Menaces homophobes sur la marche des fiertés LGBT en Russie. Comme à Londres, à Varsovie, à Vienne et à Stockholm, plusieurs associations (Act Up-Paris, CGL Paris, Comité IDAHO, Commission LGBT des Verts, Fédération des Centres LGBT, Inter-LGBT, Ligue des Droits de l’Homme, Panthères roses, Parti Communiste Français, RAVAD, Solidarité Internationale-LGBT, Sans Contrefaçons, SOS Homophobie) appellent les citoyens et les citoyennes à réagir, notamment en se rassemblant le jeudi 2 mars prochain à 18h près de l’ambassade de Russie (angle boulevard Lannes et Rue Dufrenoy M° Rue la Pompe, 75116 Paris).

Du 24 au 28 mai 2006, plusieurs événements historiques auront lieu à Moscou : la conférence internationale IDAHO (International Day Against Homophobia), le festival culturel de Moscou et la première marche des fiertés LGBT jamais organisée dans ce pays, marche qui se tiendra 13 ans jour pour jour après la dépénalisation de l’homosexualité en Russie en 1993.

Mais les réactions homophobes ne manquent pas. Le maire de Moscou, Youri Luzhkov, a récemment affirmé que toute tentative pour organiser une gay pride serait « résolument écrasée ». Le mufti suprême de la région de Talgat Tajuddin a également déclaré : « la manifestation ne saurait être autorisée. S’ils vont dans la rue, il faudra les frapper. Tous les gens normaux le feront, qu’ils soient musulmans ou orthodoxes. » Il a ajouté que le Prophète Mahomet a ordonné de tuer les homosexuels, car « leur comportement conduirait à la fin de l’espèce humaine ». Selon l’évêque orthodoxe Daniel de Yuzhno-Sakhalinsk, cette marche n’est qu’une « plaisanterie cynique » ; il a comparé l’homosexualité à la lèpre et a mis en garde la population contre « la propagande du vice ». Par ailleurs, le représentant des rabbis de Russie, Berl Lazar, a déclaré à l’agence de presse russe Interfax que si la gay pride était autorisée, « ce serait un coup porté à la morale ».
#####
**Travail à faire**:
- a) Répondez aux questions suivantes à partir du texte sur la marche des fiertés à Moscou.
(i) Quel jour et à quelle heure le rassemblement près de l'ambassade de Russie est-il prévu ?
(ii) En quelle année l'homosexualité a-t-elle été dépénalisée en Russie ?
(iii) À quelle agence de presse Berl Lazar a-t-il fait sa déclaration ?
- b) Transformez en liste le paragraphe du texte sur la marche des fiertés à Moscou qui commence par « Du 24 au 28 mai 2006 ». Conservez-en les faits principaux.

**Entrées extraites**:
#####
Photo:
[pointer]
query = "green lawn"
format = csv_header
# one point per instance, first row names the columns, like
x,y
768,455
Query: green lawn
#####
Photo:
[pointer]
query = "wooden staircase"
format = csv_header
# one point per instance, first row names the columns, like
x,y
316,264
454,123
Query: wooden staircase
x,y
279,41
#####
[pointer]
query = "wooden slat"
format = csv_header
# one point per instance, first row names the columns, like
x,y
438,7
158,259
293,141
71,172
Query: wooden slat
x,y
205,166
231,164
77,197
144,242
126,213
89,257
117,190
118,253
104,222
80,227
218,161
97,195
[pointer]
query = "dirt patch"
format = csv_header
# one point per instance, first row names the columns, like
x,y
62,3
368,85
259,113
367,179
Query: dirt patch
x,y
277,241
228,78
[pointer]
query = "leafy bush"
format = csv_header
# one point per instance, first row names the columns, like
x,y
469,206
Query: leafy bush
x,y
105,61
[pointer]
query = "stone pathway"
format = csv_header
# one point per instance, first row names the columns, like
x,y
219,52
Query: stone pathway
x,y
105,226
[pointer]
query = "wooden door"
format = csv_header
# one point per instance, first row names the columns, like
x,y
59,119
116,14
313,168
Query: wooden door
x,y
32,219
#####
**Corrigé**:
- a)
(i) Le jeudi 2 mars, à 18h.
(ii) En 1993.
(iii) À l'agence de presse russe Interfax.

- b)
- Dates et lieu : du 24 au 28 mai 2006, à Moscou.
- Événements prévus :
  - la conférence internationale IDAHO (International Day Against Homophobia) ;
  - le festival culturel de Moscou ;
  - la première marche des fiertés LGBT jamais organisée en Russie.
- La marche se tiendra 13 ans jour pour jour après la dépénalisation de l'homosexualité en Russie en 1993.